**Reading passage**
------------------------

What could happen if Twitter declares bankruptcy? Elon Musk’s social media platform is in trouble
The value of Twitter has plummeted since Musk bought it last month and he warned empoyees that it could go bankrupt if the situation does not improve.
On Thursday new Twitter boss Elon Musk warned that the company was in a dire financial position and even mooted the possibility of bankruptcy if the situation did not improve.
In his first company-wide email Musk wrote: “Without significant subscription revenue, there is a good chance Twitter will not survive the upcoming economic downturn,” adding that that company had a “net negative cash flow of several billion dollars”.
The collapse of a public resource as ubiquitous as Twitter seems almost unimaginable, but what could happen if Musk’s new toy went bankrupt?
Why might Twitter go bankrupt?
To understand the repurcussions it is important to first look at the recent events that appear to have taken Twitter to the brink. The site still boasts close to 400 million users, around half of which are active on a daily basis, and it remains popular with the younger demographic.
A large part of the problem stems from Musk’s purchase of Twitter, which lumbered the company with around $13 billion of debt. Musk accepted financing from banks like Morgan Stanley and Bank of America to fund the deal, but the loans are thought to be racking up around $1 billion in interest every year.
Leveraged buyouts are not uncommon, but that usually relies on the company in question being able to turn a healthy profit to cover those debts. Twitter, according to the New York Times, has not made a profit in eight of the last ten years.
In 2021 the annual revenue of Twitter was just $630 million, and that’s before the various costs have been taken into account. In short, the billion-dollar annual payments that Musk has landed Twitter with are simply not realistic with the current model.
What will happen if Twitter goes bankrupt?
With all of that in mind, it is clear that a change is needed to keep Twitter functioning. And that, at a very basic level, is what bankruptcy would allow. The US Securities and Exchange Commission states that federal bankruptcy laws are there to allow companies to “recover from crippling debt.”
Chapter 11 of the Bankruptcy Code allows struggling companies to “to reorganize its business and try to become profitable again.”

------------------------

**Material for the task**
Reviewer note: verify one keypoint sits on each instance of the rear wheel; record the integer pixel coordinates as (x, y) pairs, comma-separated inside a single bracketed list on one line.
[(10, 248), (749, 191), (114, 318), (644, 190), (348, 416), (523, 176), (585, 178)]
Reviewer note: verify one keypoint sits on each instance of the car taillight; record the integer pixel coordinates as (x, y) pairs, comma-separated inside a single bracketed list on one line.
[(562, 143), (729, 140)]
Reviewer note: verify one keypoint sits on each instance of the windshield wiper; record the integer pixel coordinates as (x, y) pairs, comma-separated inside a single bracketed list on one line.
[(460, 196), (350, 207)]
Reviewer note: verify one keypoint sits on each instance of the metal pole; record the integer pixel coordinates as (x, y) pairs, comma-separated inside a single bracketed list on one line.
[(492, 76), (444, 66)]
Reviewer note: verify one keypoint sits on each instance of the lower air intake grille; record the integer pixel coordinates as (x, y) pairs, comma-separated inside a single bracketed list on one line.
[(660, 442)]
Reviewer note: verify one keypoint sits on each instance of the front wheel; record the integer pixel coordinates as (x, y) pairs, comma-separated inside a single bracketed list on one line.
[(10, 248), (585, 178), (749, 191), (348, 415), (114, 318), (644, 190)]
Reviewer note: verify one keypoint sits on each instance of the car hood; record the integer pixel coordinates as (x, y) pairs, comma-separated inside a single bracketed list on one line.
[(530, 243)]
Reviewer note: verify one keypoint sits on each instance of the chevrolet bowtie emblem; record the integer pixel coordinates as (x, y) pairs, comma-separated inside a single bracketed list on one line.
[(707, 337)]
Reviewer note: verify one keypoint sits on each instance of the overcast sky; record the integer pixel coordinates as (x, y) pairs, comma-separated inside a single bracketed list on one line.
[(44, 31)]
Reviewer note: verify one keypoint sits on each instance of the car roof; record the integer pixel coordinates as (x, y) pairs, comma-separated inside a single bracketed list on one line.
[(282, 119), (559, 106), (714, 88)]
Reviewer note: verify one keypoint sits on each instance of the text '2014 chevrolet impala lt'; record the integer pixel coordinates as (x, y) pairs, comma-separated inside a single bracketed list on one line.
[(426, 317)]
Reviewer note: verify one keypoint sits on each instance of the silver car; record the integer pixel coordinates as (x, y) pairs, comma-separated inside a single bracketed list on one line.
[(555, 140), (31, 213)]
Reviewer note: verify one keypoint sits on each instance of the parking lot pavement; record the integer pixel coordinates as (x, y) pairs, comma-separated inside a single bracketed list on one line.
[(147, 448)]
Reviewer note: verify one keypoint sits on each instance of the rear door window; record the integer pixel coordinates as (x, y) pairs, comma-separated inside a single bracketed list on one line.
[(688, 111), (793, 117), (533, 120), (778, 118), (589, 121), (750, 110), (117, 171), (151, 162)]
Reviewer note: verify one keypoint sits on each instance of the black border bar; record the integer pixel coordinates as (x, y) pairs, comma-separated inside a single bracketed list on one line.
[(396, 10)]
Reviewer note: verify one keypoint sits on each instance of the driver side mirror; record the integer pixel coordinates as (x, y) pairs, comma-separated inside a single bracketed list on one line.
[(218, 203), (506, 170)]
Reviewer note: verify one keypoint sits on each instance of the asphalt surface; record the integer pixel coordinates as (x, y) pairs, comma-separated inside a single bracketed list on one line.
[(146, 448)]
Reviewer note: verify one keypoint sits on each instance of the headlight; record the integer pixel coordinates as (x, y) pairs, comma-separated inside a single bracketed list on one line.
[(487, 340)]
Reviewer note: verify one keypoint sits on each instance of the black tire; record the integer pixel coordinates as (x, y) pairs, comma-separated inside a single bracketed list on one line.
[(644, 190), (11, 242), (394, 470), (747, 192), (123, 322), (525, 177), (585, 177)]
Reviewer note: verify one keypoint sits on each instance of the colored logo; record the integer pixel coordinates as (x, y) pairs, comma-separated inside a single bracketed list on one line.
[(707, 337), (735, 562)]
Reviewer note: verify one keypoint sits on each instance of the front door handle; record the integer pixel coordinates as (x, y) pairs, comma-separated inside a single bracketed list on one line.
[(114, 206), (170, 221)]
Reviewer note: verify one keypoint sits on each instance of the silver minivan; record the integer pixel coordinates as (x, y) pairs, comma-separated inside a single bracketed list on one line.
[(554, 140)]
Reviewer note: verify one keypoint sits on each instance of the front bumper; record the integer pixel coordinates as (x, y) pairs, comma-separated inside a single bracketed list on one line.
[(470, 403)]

------------------------

**Exercise A**
According to the article on Twitter's possible bankruptcy, what was Twitter's annual revenue in 2021?
**Exercise B**
Convert the part of the listing starting at the line that contains "the rear door" and ending at the line that contains "[(487, 340)]" into a JSON list of strings, one string per line, with blank lines left out.

**Exercise response A**
Twitter's annual revenue in 2021 was $630 million.

**Exercise response B**
[
  "Reviewer note: verify one keypoint sits on each instance of the rear door window; record the integer pixel coordinates as (x, y) pairs, comma-separated inside a single bracketed list on one line.",
  "[(688, 111), (793, 117), (533, 120), (778, 118), (589, 121), (750, 110), (117, 171), (151, 162)]",
  "Reviewer note: verify one keypoint sits on each instance of the black border bar; record the integer pixel coordinates as (x, y) pairs, comma-separated inside a single bracketed list on one line.",
  "[(396, 10)]",
  "Reviewer note: verify one keypoint sits on each instance of the driver side mirror; record the integer pixel coordinates as (x, y) pairs, comma-separated inside a single bracketed list on one line.",
  "[(218, 203), (506, 170)]",
  "Reviewer note: verify one keypoint sits on each instance of the asphalt surface; record the integer pixel coordinates as (x, y) pairs, comma-separated inside a single bracketed list on one line.",
  "[(146, 448)]",
  "Reviewer note: verify one keypoint sits on each instance of the headlight; record the integer pixel coordinates as (x, y) pairs, comma-separated inside a single bracketed list on one line.",
  "[(487, 340)]"
]